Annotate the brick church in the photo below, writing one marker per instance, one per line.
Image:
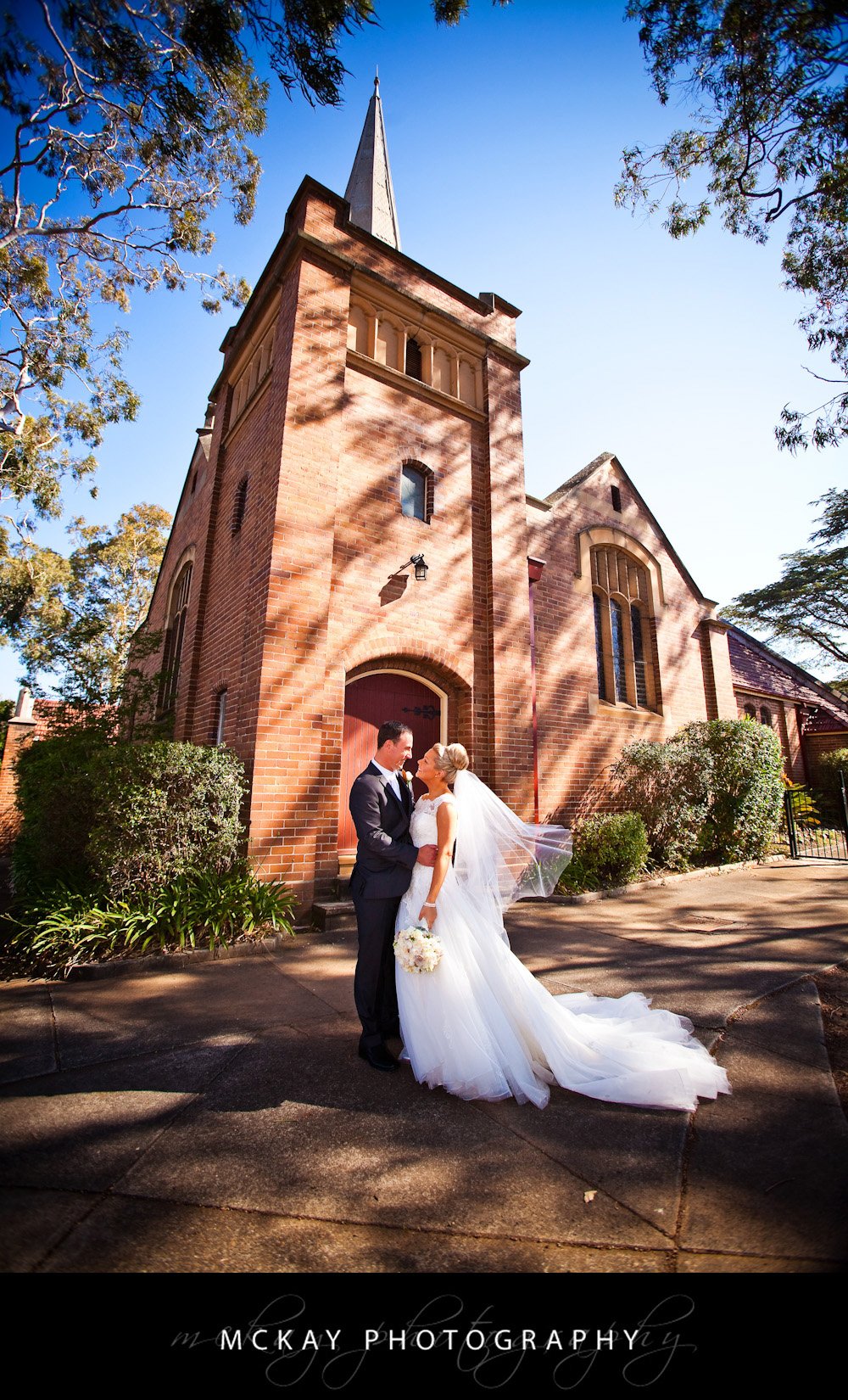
(355, 542)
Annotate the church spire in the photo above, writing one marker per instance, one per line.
(370, 185)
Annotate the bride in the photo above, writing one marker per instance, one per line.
(480, 1023)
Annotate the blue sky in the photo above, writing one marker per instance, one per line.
(505, 137)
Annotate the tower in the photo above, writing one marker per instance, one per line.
(368, 411)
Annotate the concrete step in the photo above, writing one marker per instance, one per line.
(333, 916)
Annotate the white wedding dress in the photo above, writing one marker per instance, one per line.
(484, 1028)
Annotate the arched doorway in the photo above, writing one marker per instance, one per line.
(368, 702)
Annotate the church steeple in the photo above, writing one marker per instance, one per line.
(370, 187)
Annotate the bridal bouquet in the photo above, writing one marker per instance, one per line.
(417, 949)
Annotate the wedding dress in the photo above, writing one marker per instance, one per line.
(484, 1028)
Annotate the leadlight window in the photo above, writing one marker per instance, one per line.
(221, 717)
(174, 639)
(623, 635)
(416, 490)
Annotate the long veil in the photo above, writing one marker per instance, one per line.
(499, 857)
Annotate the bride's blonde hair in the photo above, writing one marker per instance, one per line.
(451, 759)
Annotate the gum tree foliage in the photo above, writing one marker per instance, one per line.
(127, 124)
(807, 605)
(770, 137)
(73, 618)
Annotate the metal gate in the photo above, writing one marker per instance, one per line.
(817, 822)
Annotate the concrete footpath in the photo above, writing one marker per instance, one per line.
(217, 1117)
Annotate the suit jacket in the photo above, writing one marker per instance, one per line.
(385, 852)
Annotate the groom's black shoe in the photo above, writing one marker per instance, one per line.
(378, 1057)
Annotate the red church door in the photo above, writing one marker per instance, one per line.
(368, 703)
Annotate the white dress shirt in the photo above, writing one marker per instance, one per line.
(393, 780)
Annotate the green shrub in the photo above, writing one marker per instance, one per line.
(667, 784)
(161, 809)
(131, 848)
(68, 927)
(607, 850)
(830, 766)
(746, 787)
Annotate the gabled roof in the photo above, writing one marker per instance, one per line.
(757, 668)
(370, 191)
(572, 484)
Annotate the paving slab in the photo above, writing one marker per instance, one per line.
(178, 1238)
(798, 1035)
(634, 1156)
(83, 1128)
(32, 1223)
(693, 1263)
(220, 1117)
(767, 1176)
(420, 1158)
(28, 1038)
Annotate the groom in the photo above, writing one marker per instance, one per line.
(381, 804)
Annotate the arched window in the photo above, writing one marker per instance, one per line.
(174, 635)
(416, 490)
(623, 637)
(220, 715)
(413, 359)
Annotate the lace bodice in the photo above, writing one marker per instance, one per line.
(423, 827)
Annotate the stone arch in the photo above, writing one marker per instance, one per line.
(617, 540)
(432, 695)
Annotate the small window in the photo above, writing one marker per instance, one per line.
(240, 504)
(600, 647)
(413, 491)
(174, 637)
(624, 647)
(413, 359)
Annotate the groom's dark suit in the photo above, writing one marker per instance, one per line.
(381, 876)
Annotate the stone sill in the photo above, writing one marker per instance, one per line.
(672, 878)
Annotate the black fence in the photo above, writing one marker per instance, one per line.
(817, 822)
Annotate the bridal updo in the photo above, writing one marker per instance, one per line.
(451, 759)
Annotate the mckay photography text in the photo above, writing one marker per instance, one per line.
(288, 1344)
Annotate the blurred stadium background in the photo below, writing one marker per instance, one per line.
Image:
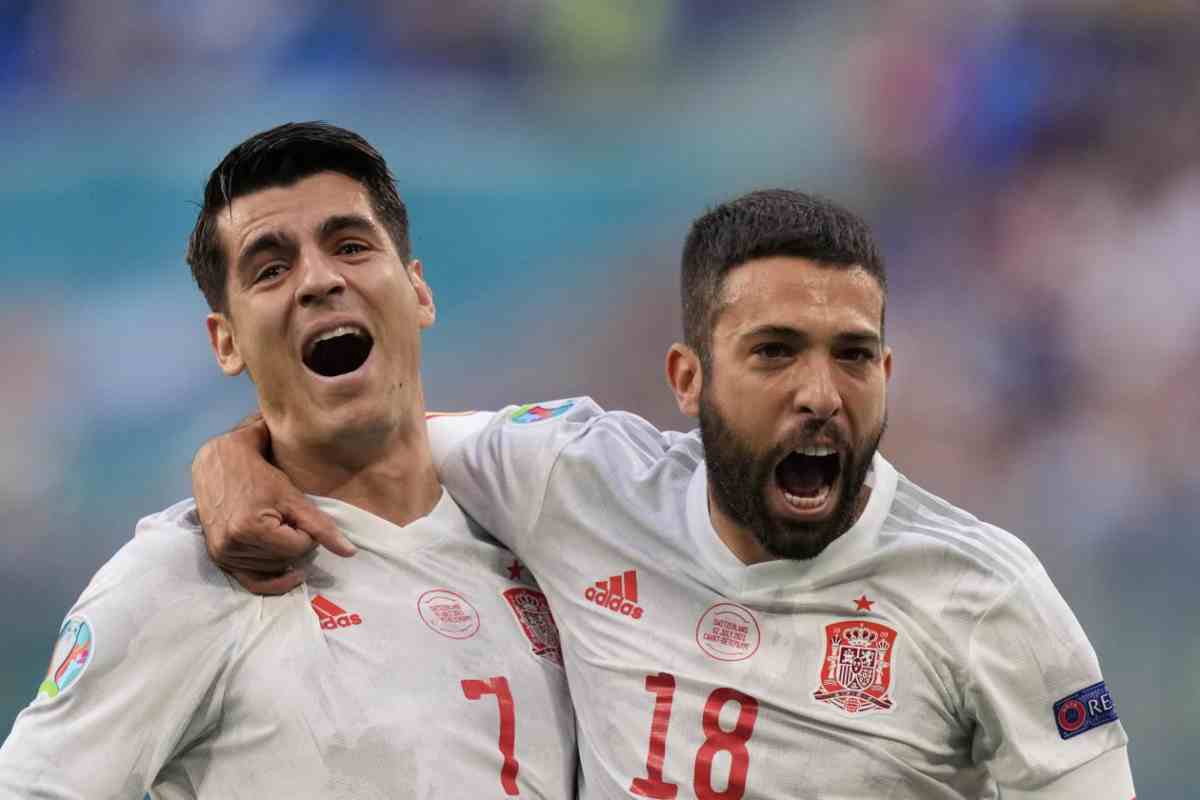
(1032, 168)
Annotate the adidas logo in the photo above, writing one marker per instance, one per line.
(333, 615)
(618, 594)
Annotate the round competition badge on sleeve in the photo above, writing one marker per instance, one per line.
(72, 654)
(539, 411)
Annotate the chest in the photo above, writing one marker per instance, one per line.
(417, 680)
(679, 681)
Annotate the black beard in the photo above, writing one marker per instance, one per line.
(741, 477)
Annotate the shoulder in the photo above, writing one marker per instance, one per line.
(167, 552)
(586, 431)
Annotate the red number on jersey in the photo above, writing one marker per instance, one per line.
(499, 687)
(717, 739)
(653, 786)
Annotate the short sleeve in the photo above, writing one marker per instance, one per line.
(1045, 723)
(135, 677)
(498, 474)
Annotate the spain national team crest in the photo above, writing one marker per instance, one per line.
(72, 654)
(537, 623)
(856, 673)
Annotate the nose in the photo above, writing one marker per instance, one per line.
(321, 278)
(816, 390)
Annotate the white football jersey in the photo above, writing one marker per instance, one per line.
(426, 666)
(924, 654)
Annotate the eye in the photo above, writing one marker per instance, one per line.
(270, 271)
(351, 248)
(773, 350)
(857, 354)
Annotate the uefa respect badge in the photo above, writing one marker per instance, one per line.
(72, 654)
(1086, 709)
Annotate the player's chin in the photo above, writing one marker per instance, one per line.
(792, 540)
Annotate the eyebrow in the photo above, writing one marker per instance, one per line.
(341, 222)
(274, 240)
(861, 336)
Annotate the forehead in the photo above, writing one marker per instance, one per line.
(294, 210)
(798, 293)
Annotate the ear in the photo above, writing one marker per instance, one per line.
(225, 344)
(687, 378)
(425, 308)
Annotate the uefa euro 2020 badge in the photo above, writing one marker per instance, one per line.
(72, 654)
(539, 411)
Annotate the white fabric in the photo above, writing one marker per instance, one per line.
(983, 644)
(197, 689)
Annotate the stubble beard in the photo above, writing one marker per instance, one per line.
(741, 477)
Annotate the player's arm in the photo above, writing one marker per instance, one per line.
(1047, 725)
(133, 679)
(256, 522)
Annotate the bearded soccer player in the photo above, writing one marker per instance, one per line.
(421, 668)
(767, 608)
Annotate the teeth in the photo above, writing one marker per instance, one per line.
(808, 504)
(341, 330)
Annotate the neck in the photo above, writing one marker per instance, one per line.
(742, 541)
(387, 473)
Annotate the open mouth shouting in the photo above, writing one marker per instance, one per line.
(337, 350)
(807, 480)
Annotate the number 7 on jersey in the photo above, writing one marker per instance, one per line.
(498, 686)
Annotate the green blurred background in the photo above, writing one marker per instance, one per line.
(1031, 167)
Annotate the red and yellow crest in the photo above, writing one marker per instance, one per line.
(856, 673)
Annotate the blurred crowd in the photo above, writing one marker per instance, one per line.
(1031, 167)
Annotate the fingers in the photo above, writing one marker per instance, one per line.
(313, 524)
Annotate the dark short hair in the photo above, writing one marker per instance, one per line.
(761, 224)
(281, 157)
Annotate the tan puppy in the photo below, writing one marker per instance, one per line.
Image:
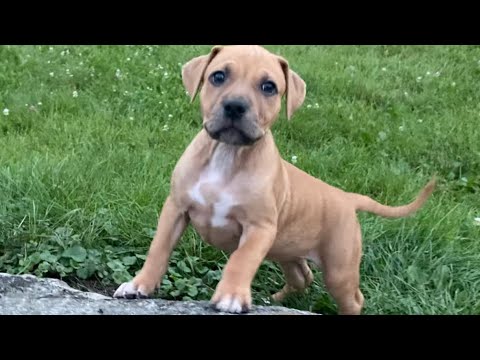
-------
_Exercise goal_. Copy out the rows between the line holding "Annotate the bridal updo" and the line holding "(288, 1344)", inclusive, reproducing each one exactly.

_Complete answer_.
Annotate the bridal updo in the photo above, writing one marker per instance, one per line.
(451, 759)
Annotate the mckay photography text in the photo above, writing one marker per instance, one per line.
(288, 1344)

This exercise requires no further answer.